▽

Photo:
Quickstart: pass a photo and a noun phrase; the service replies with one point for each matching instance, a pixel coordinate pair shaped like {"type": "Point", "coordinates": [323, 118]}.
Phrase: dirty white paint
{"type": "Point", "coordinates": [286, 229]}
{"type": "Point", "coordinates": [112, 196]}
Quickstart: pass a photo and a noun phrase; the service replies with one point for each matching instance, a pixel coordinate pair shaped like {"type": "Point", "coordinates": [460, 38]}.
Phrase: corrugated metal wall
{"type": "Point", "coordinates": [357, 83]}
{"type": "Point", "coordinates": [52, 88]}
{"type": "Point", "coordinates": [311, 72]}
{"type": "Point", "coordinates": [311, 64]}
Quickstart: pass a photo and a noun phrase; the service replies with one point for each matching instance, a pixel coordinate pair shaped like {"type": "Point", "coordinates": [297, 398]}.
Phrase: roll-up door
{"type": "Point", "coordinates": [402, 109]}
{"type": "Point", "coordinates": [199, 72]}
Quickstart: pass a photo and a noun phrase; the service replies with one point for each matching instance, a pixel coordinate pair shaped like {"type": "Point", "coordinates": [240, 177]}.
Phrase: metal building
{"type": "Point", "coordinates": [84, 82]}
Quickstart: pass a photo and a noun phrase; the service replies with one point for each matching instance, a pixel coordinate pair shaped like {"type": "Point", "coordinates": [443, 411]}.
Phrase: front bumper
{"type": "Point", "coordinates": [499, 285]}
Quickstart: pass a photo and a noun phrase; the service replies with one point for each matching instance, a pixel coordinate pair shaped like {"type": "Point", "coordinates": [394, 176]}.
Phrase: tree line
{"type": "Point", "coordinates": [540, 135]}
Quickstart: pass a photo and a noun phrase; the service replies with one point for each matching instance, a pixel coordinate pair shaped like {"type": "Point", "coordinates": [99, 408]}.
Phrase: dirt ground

△

**EXERCISE OBJECTIVE**. Nothing in the listing may be changed; retype it all exactly.

**EXERCISE SOLUTION**.
Photo:
Quickstart: pass a photo and a noun phrase; the service replies with one point for each matching instance, a pixel coordinate pair shaped like {"type": "Point", "coordinates": [323, 118]}.
Phrase: dirty white paint
{"type": "Point", "coordinates": [286, 229]}
{"type": "Point", "coordinates": [112, 196]}
Quickstart: pass a photo and a noun phrase; the service replies with one point for each matching instance, a pixel coordinate pair shaped like {"type": "Point", "coordinates": [460, 38]}.
Phrase: corrugated metal wall
{"type": "Point", "coordinates": [357, 83]}
{"type": "Point", "coordinates": [52, 88]}
{"type": "Point", "coordinates": [311, 72]}
{"type": "Point", "coordinates": [311, 64]}
Quickstart: pass a photo and a noun phrase; the service replies with one point for each matching instance, a pixel coordinate pair shaped like {"type": "Point", "coordinates": [297, 398]}.
Phrase: roll-up door
{"type": "Point", "coordinates": [402, 109]}
{"type": "Point", "coordinates": [199, 72]}
Quickstart: pass a photo and a noun phrase; the service replies with one point for each matching instance, a pixel coordinate pair shaped like {"type": "Point", "coordinates": [240, 177]}.
Phrase: metal building
{"type": "Point", "coordinates": [84, 82]}
Quickstart: pass a photo and a noun phrase; the service replies with one point for each matching instance, a pixel coordinate pair shaped like {"type": "Point", "coordinates": [443, 411]}.
Phrase: front bumper
{"type": "Point", "coordinates": [499, 285]}
Quickstart: pass a photo and a noun phrase; the service replies with one point for each matching instance, a pixel coordinate pair shaped like {"type": "Point", "coordinates": [394, 176]}.
Phrase: tree line
{"type": "Point", "coordinates": [540, 135]}
Quickstart: pass a photo and a noun phrase; the service replies with one point for each matching instance, a pixel coordinate pair shaped like {"type": "Point", "coordinates": [99, 408]}.
Phrase: dirt ground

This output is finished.